» REQUIREMENTS: Set down each line of the data below exactly as it stands, dropping the pictures.

» GIVEN RECORDS:
************

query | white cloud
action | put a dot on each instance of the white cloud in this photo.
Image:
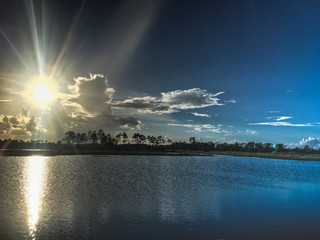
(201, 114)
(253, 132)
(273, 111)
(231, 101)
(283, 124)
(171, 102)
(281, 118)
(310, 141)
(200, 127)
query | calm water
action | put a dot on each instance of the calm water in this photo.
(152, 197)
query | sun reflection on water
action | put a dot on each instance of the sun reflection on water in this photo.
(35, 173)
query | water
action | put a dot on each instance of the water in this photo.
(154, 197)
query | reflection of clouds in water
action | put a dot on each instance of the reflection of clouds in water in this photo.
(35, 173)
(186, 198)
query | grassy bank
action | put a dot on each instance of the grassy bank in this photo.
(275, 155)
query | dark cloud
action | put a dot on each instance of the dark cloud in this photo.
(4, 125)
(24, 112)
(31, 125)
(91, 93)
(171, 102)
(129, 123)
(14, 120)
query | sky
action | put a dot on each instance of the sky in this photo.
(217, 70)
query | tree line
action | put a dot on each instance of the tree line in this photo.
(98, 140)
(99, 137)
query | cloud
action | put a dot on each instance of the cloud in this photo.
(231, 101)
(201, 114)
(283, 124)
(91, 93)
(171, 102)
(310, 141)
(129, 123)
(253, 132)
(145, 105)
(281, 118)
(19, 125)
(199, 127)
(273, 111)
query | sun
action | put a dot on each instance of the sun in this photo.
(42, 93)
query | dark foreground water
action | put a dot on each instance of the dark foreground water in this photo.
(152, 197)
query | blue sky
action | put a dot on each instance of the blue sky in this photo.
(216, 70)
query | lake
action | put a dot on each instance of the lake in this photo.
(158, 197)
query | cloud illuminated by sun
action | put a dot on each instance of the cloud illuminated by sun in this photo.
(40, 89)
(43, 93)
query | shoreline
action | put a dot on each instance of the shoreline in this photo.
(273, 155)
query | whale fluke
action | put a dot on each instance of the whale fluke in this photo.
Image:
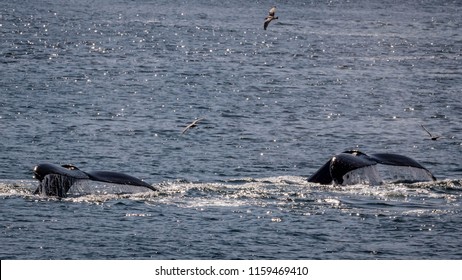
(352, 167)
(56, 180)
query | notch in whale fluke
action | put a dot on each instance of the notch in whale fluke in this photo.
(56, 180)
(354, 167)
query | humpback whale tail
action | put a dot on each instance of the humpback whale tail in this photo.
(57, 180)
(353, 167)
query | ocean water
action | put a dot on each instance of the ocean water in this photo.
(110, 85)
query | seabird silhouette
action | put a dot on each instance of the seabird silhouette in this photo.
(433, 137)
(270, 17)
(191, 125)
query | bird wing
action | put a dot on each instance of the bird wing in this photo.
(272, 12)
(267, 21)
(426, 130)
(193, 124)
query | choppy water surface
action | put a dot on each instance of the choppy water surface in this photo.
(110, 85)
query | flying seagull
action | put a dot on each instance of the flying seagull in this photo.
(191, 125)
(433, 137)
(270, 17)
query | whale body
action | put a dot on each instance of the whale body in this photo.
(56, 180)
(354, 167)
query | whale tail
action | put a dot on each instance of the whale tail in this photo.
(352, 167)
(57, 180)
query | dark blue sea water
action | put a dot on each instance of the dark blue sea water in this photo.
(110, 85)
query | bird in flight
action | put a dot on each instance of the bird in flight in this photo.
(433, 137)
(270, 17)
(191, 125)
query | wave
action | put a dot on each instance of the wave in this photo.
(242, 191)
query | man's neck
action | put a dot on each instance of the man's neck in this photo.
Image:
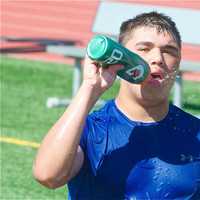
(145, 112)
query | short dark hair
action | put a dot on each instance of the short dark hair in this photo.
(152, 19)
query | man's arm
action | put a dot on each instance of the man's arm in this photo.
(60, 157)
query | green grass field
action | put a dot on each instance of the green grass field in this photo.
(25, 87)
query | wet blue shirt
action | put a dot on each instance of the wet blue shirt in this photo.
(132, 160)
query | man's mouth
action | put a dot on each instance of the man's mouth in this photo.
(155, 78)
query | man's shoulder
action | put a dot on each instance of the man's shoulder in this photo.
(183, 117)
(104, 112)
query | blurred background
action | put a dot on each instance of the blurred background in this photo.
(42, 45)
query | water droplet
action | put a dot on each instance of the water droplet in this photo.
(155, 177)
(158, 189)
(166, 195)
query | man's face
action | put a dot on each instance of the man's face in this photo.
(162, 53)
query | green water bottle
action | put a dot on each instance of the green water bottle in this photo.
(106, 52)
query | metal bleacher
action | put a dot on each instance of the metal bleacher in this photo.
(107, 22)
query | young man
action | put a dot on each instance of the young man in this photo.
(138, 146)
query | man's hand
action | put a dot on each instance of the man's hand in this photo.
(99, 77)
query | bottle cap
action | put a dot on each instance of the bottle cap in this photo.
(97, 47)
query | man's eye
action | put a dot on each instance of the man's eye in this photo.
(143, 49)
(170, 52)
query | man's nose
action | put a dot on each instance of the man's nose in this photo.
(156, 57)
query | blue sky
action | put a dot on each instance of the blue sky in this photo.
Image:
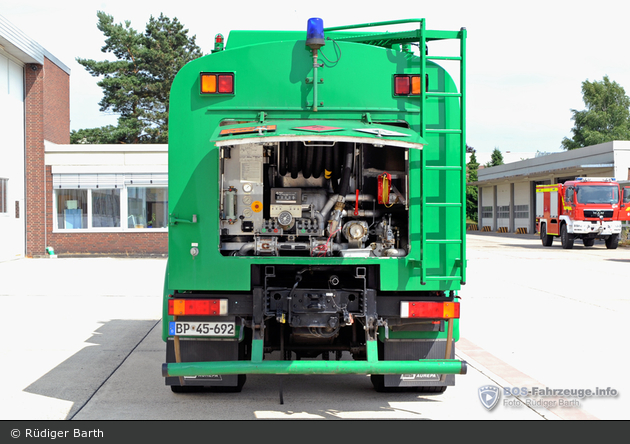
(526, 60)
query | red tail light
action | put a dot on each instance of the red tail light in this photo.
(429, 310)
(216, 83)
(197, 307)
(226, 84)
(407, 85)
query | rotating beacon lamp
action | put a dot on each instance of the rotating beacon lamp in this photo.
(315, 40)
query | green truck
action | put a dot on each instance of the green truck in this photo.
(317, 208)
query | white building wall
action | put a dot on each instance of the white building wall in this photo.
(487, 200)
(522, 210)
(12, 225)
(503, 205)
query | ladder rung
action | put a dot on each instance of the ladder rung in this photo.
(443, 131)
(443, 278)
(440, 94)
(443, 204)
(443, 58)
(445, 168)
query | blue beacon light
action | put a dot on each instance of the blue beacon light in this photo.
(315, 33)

************

» RESULT OF THE TASK:
query | white cloud
action | put a dot on each instance of the white cloud in this photo.
Image:
(201, 114)
(253, 132)
(273, 111)
(231, 101)
(283, 124)
(171, 102)
(281, 118)
(310, 141)
(200, 127)
query | calm water
action | put a dot on each instance of the calm water in this photo.
(152, 197)
query | sun reflection on water
action | put a dot on each instance of the sun reflection on water in this photo.
(35, 173)
query | water
action | put a dot on each instance of the water in this photo.
(154, 197)
query | reflection of clouds in water
action | put a dot on each instance of the reflection of clouds in water in this photo.
(35, 173)
(186, 198)
query | grassy bank
action | put a dot on each instance of the grassy bank in this photo.
(275, 155)
query | dark cloud
action | put a dot on each instance of the dark cloud in this photo.
(4, 125)
(24, 112)
(31, 125)
(91, 93)
(171, 102)
(129, 123)
(14, 120)
query | sky
action | put a dot on each instance of the sky in this photo.
(217, 70)
query | tree line
action | put a dot on each instance of the tree line in this photo.
(98, 140)
(99, 137)
query | cloud
action | put a dot on each instance of the cloud in this photo.
(231, 101)
(201, 114)
(283, 124)
(91, 93)
(171, 102)
(310, 141)
(129, 123)
(253, 132)
(145, 105)
(281, 118)
(19, 125)
(199, 127)
(273, 111)
query | sun
action | put a dot on each instance of the sun in this photo.
(42, 93)
query | dark foreground water
action | put a dot on each instance of the dark foreground water in this photo.
(152, 197)
query | blue sky
action | put a dot on each instance of the blue sky in this photo.
(216, 70)
query | lake
action | put a dot on each instance of the lake in this photo.
(158, 197)
query | cloud illuminated by sun
action | put a dot on each instance of the cloud illuminated by sun in this photo.
(40, 89)
(43, 93)
query | shoreline
action | put a dot on each instance of the shoreline in this photo.
(273, 155)
query | whale fluke
action | put a dot on each instance of the whale fluke in this photo.
Image:
(352, 167)
(56, 180)
query | notch in whale fluke
action | put a dot on each instance of the notch in whale fluke in this photo.
(56, 180)
(354, 167)
query | humpback whale tail
action | put a dot on each instance of the humpback whale tail in this photo.
(57, 180)
(353, 167)
query | ocean water
action | put a dot on each instance of the ocean water in this photo.
(110, 85)
query | seabird silhouette
action | put a dot on each instance of the seabird silhouette in this photo.
(433, 137)
(270, 17)
(191, 125)
query | bird wing
action | put a dot on each instance of the bird wing in this photo.
(272, 12)
(267, 21)
(426, 130)
(193, 124)
query | choppy water surface
action | put a dot on each instance of the choppy water surface in this photo.
(110, 85)
query | flying seagull
action | put a dot on each instance of the flying seagull in this photo.
(191, 125)
(433, 137)
(270, 17)
query | whale body
action | put a dot on each instance of the whale body in this photo.
(56, 180)
(354, 167)
query | whale tail
action | put a dot on each instance of the whale tail in this photo.
(352, 167)
(57, 180)
query | dark blue sea water
action | put a dot on each instance of the dark blue sea water in this photo.
(110, 85)
query | bird in flight
action | put a dot on each instance of the bird in flight in this photo.
(433, 137)
(270, 17)
(191, 125)
query | wave
action | put a dot on each instance of the wave in this photo.
(242, 191)
query | man's neck
action | put a dot on each instance of the man's neck in this photo.
Image:
(145, 112)
query | short dark hair
action | put a dot on each instance of the short dark hair in this photo.
(152, 19)
query | man's arm
action | put a dot on each instance of the man's arm in this photo.
(60, 157)
query | green grass field
action | put a dot on each instance of the green grass field in this photo.
(25, 87)
query | wet blue shirt
action | put a dot on each instance of the wet blue shirt in this photo.
(132, 160)
query | man's mouth
action | put a dot on each instance of the man's mouth in this photo.
(155, 78)
query | man's shoulder
action | put a dot on each instance of the man's shoulder in this photo.
(183, 117)
(104, 112)
query | blurred background
action | put a dot on each instance of the blurred background in this photo.
(42, 45)
query | water droplet
action | put a dot on each instance of the water droplet in this photo.
(155, 177)
(158, 189)
(166, 195)
query | man's face
action | put a dot on each instance of the man's face in this photo.
(162, 53)
query | green water bottle
action | put a dot on each instance of the green water bottle in this photo.
(106, 52)
query | metal bleacher
action | put a dot on each instance of the metal bleacher in this photo.
(107, 22)
query | young man
action | put a dot on each instance of the young man in this photo.
(138, 146)
query | man's hand
action | put a dot on each instance of the man's hand in this photo.
(99, 77)
query | bottle cap
action | put a dot on each instance of the bottle cap in this photo.
(97, 47)
query | man's eye
action | put a dot on each instance of the man's eye in this photo.
(143, 49)
(170, 52)
query | man's nose
action | put a dot on each instance of the man's nose in this photo.
(156, 57)
query | blue sky
action | put a dot on each instance of the blue sky in this photo.
Image:
(526, 60)
query | red tail light
action | put a dot on each instance of the red tail light in this photo.
(429, 310)
(216, 83)
(197, 307)
(226, 84)
(407, 85)
query | rotating beacon lamp
action | put a dot on each instance of the rotating beacon lamp in this photo.
(315, 40)
query | green truck
action | put a dot on each instance of the green truck in this photo.
(317, 208)
query | white building wall
action | put a dot on each instance of the white building wall in this photo.
(487, 200)
(522, 210)
(12, 225)
(503, 205)
query | ladder rung
action | put a dot on each instance of the ladder rung in this photo.
(443, 131)
(443, 278)
(440, 94)
(443, 204)
(443, 58)
(445, 168)
query | blue beacon light
action | put a dot on each instance of the blue beacon light in this photo.
(315, 33)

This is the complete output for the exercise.